▶ _Instruction_: According to the text on the NOAO Mosaic Pipeline architecture, which instrumental features does the pipeline remove?

─── Selected extract ───

The NOAO Mosaic Pipeline Architecture

Francesco Pierfederici1, Francisco Valdes2, Chris Smith3, Rafael Hiriart4, Michelle Miller5
National Optical Astronomy Observatory, Tucson, AZ 85719

Abstract:

The NOAO Mosaic Pipeline is a fully distributed and parallel system able to efficiently process and reduce mosaic imaging data in near real time. Basic CCD reduction, removal of instrumental features (e.g. fringes, pupil ghosts and crosstalk), astrometric calibration and zero point photometric calibration are performed. The NOAO Mosaic Pipeline System is composed of a variable number of processing nodes organized in a network. Data can enter the processing network at any node, thus improving the robustness of the whole architecture. While being developed with the NOAO Mosaic Imagers in mind, the system is general enough that it could be easily customized to handle other instruments.

1. Overview

The main characteristics of the NOAO Mosaic Pipeline System are:

2. System Architecture

To the outside world, the NOAO Pipeline System appears as a black box (Fig. 1). Data is submitted to the Pipeline either directly from the telescope or from the NOAO Science Archive. A pipeline operator is able to constantly monitor the health and performance of the system and, if necessary, completely control the processing.

─── Supplied material ───

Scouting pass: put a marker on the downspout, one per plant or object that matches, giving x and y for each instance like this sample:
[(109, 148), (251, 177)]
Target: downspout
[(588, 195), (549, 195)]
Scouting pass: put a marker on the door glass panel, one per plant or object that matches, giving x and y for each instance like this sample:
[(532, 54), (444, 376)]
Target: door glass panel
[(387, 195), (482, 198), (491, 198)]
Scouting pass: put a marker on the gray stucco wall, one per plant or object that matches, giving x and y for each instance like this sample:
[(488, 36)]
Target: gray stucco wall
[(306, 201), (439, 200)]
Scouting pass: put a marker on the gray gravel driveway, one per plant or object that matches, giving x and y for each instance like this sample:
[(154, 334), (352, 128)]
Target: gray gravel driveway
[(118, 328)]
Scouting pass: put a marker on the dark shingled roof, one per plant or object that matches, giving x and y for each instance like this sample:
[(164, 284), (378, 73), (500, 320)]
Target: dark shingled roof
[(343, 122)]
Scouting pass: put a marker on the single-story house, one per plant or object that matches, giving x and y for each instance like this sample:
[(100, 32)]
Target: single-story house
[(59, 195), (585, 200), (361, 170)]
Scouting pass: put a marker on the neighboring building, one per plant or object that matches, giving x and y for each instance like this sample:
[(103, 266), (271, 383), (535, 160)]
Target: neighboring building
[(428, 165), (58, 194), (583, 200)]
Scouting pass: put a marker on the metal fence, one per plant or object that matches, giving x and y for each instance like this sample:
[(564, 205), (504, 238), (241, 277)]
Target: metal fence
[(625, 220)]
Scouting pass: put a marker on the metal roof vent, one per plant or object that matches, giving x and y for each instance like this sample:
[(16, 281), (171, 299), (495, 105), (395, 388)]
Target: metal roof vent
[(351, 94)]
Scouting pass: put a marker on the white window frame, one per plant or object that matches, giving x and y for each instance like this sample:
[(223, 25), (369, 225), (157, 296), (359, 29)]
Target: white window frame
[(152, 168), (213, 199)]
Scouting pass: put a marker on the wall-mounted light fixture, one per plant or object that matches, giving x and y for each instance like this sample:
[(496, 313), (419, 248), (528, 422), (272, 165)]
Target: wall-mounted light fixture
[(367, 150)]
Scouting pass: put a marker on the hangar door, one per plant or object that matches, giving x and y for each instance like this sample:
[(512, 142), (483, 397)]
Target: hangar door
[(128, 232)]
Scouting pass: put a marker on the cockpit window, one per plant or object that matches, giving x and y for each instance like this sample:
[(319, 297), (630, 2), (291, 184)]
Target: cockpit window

───

▶ _Task solution_: Fringes, pupil ghosts and crosstalk.